◆ **Given passage**:
▶

Given an array of N integers arr[] where each element represents the maximum length of the jump that can be made forward from that element. This means if arr[i] = x, then we can jump any distance y such that y ≤ x. Find the minimum number of jumps to reach the end of the array (starting from the first element). If an element is 0, then you cannot move through that element.
Note: Return -1 if you can't reach the end of the array.
Input: N = 11 arr[] = {1, 3, 5, 8, 9, 2, 6, 7, 6, 8, 9} Output: 3 Explanation: First jump from 1st element to 2nd element with value 3. Now, from here we jump to 5th element with value 9, and from here we will jump to the last.
Input : N = 6 arr = {1, 4, 3, 2, 6, 7} Output: 2 Explanation: First we jump from the 1st to 2nd element and then jump to the last element.
My code :
class Solution{
public:
int minJumps(int arr[], int n){
// Your code here
int jump=0;
int count=0;
for(int i=2;i<=n;i++){
if(arr[i]%i==0){
count++;
if(arr[i]!=i){
count++;
}
}
if(count==2){
jump++;
}
}
return jump;
}
};
Can someone explain what is wrong with this code?
As in the question, it asks us to jump to specific prime numbers in the array and we need to count the number of jumps and return it as an answer.
My approach:
First I needed to find the prime numbers. So I looped through the array. for(int i=2;i<=n;i++) here n is the size of the array.

◀

◆ **Dataset excerpts**:
▶

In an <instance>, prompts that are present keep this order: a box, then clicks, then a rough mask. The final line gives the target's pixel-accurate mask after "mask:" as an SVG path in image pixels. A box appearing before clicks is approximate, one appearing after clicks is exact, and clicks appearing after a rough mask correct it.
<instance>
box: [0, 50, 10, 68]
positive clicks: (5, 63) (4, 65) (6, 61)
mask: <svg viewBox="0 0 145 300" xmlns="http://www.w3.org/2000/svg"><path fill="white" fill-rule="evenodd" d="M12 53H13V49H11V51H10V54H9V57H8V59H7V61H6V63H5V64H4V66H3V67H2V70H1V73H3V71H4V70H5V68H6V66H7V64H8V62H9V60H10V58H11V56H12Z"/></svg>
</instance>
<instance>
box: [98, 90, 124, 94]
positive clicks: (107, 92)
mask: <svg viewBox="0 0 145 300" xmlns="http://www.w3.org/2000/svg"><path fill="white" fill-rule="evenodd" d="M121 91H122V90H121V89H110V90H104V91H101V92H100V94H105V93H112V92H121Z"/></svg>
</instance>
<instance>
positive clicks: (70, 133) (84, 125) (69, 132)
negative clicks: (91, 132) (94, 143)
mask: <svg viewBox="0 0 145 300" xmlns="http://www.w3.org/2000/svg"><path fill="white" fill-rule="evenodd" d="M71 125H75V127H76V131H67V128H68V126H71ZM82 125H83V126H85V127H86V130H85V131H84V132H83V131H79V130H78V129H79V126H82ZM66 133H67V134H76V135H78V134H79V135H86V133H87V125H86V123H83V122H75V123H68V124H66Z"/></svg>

◀

◆ **Tasks to complete**:
A) In the array-jumping thread, swap "element" for "entry" and write out the text between "Given an array" and "to the last.", inclusive.
B) According to the array-jumping thread, what value should be returned when the end of the array cannot be reached?
The records have nothing to do with this work.

◆ **Exercise answers**:
A)
Given an array of N integers arr[] where each entry represents the maximum length of the jump that can be made forward from that entry. This means if arr[i] = x, then we can jump any distance y such that y ≤ x. Find the minimum number of jumps to reach the end of the array (starting from the first entry). If an entry is 0, then you cannot move through that entry.
Note: Return -1 if you can't reach the end of the array.
Input: N = 11 arr[] = {1, 3, 5, 8, 9, 2, 6, 7, 6, 8, 9} Output: 3 Explanation: First jump from 1st entry to 2nd entry with value 3. Now, from here we jump to 5th entry with value 9, and from here we will jump to the last.

B) -1